• **Task objective**
Copy the section of the outsourcing interview between "The financial services industry is" and "getting more aggressive.", inclusive.

• **Provided passage**

CJ: Yes – or maybe they’re being more aggressive when before they could afford to be a little more conservative when the priority was maybe focused on keeping more resources domestically, to manage relationships. Maybe the credit crunch and economic hardship pushes them to move resources to the most efficient area they can. Many times that means a lower-cost country. So it forces them to expand what they were already doing.

The financial services industry is probably the most mature outsourcing industry – they’ve been outsourcing long before anyone else – and the market was pretty penetrated. This now just forces them to become more aggressive in their global sourcing strategy: their captive centers in India expand; everything we were talking about in terms of the Indian or offshore providers working within their SSOs. The financial services industry has to maintain a lot more control and visibility just because it’s such a regulated industry, so their relationships with third parties have to be well documented, well structured, agreements have to meet their governance and liability requirements. I think they’re getting more aggressive.

It certainly hasn’t slowed. Some predictions were that companies that were heavily leveraged in the financial services sector were at risk: unless you’re with a company that completely went out of business, or the business was reduced dramatically, the outsourcing business has really benefited from the credit crunch. It forces a lot more companies to look at outsourcing or an alternative sourcing strategy.

SSON: Let’s put you on the spot: what’s going to happen in the next five years and which will be the big locations and sectors that will be driving outsourcing?

CJ: That’s not putting me on the spot: I think about this a lot! The next five years, we’ll see more sectors getting involved and becoming more mature in outsourcing: pharmaceutical, healthcare, will be major. Pharma was a little bit late to the outsourcing game, so they’ll be expanding that dramatically, and you’ll see a lot of resources in pharmacovigilance, and some of the analytic areas associated with pharma being outsourced and offshored. It’ll drive tremendous savings in that area. We’re seeing continuing outsourcing in manufacturing. From those verticals, I think we’ll see the most growth.

• **Data section**
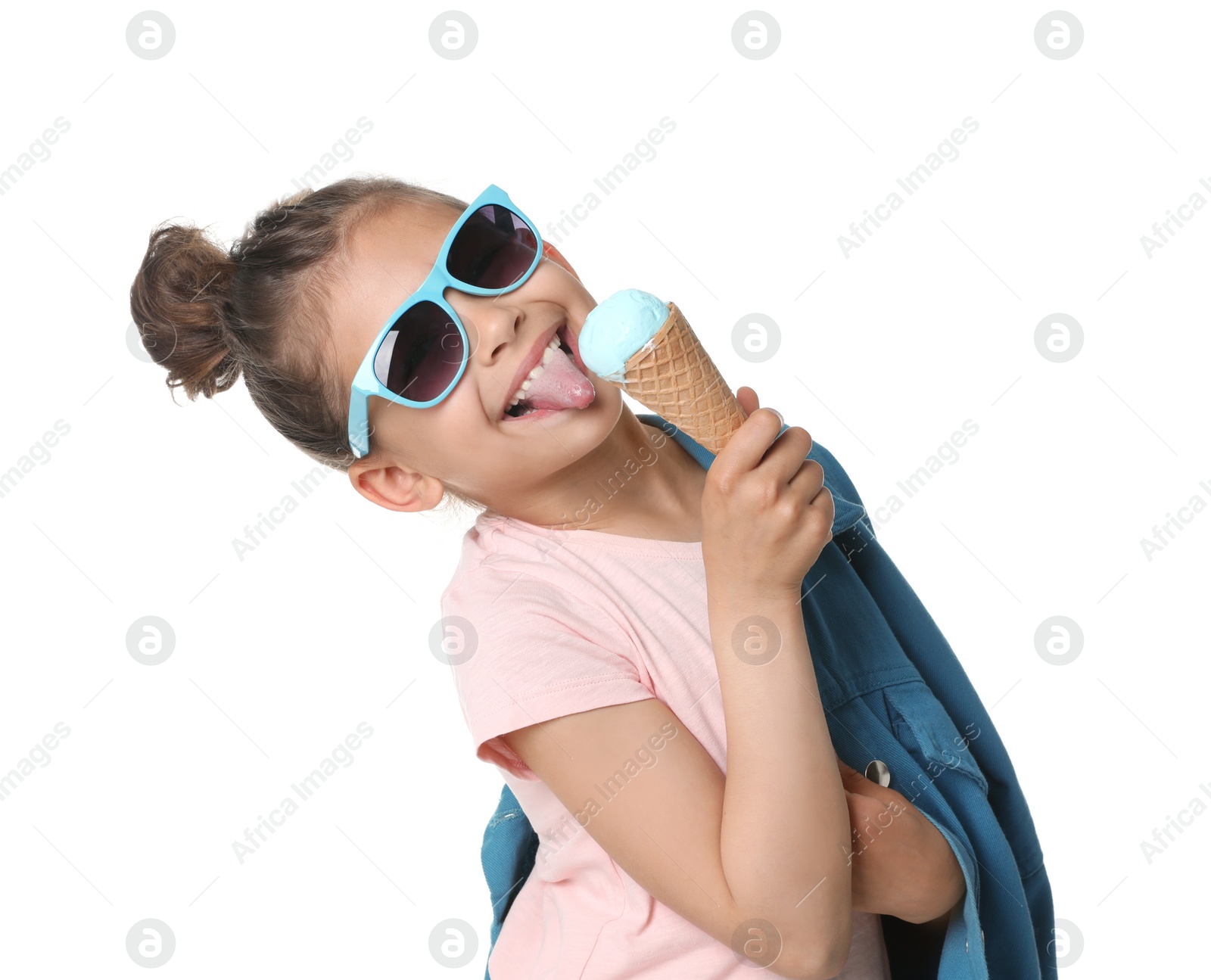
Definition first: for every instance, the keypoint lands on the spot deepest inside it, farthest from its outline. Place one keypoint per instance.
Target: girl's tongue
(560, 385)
--
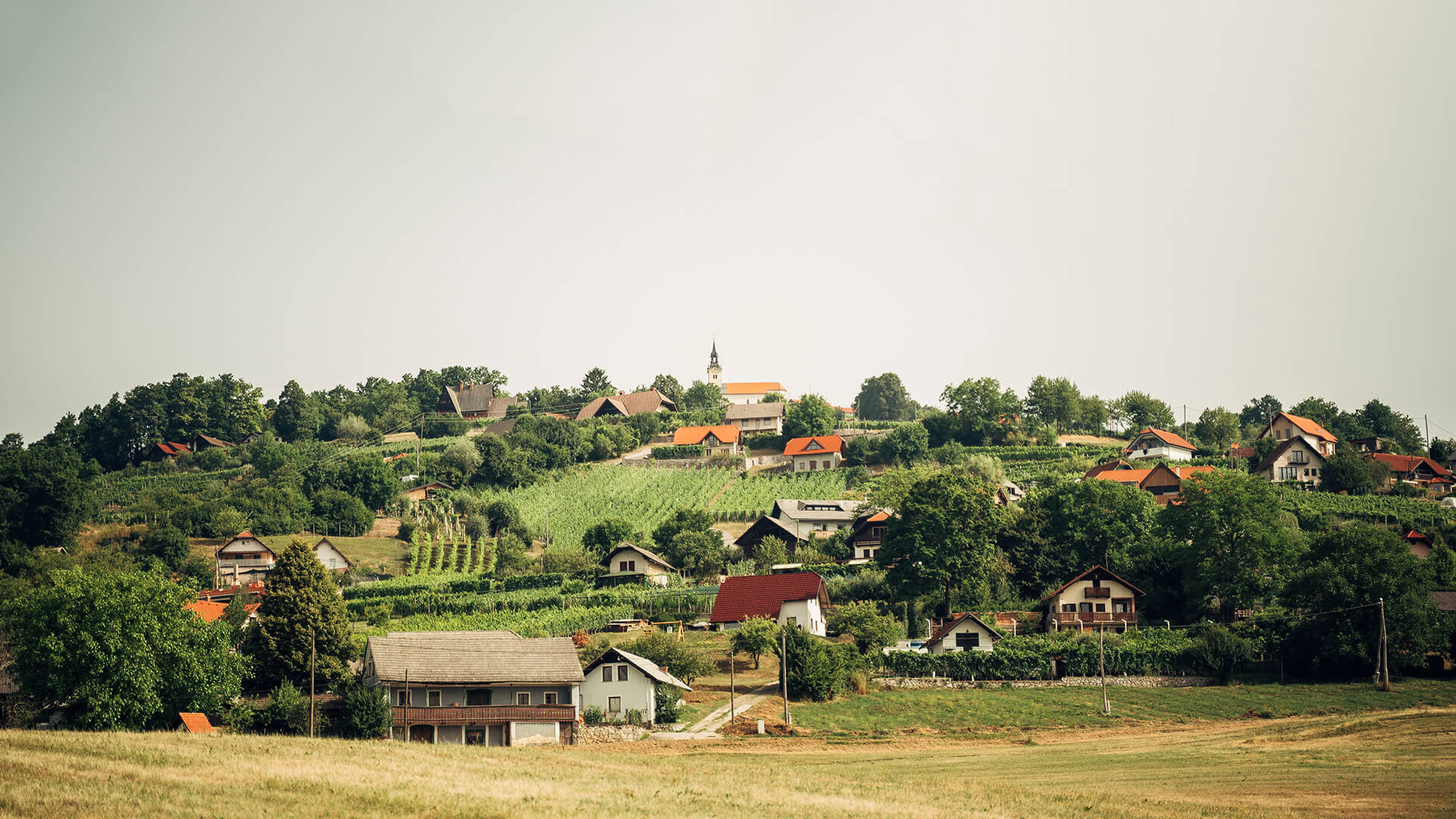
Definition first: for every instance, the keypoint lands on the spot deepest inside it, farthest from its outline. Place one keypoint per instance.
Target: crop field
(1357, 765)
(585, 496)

• **Solution to this problem**
The financial services industry is probably the most mature outsourcing industry – they’ve been outsourcing long before anyone else – and the market was pretty penetrated. This now just forces them to become more aggressive in their global sourcing strategy: their captive centers in India expand; everything we were talking about in terms of the Indian or offshore providers working within their SSOs. The financial services industry has to maintain a lot more control and visibility just because it’s such a regulated industry, so their relationships with third parties have to be well documented, well structured, agreements have to meet their governance and liability requirements. I think they’re getting more aggressive.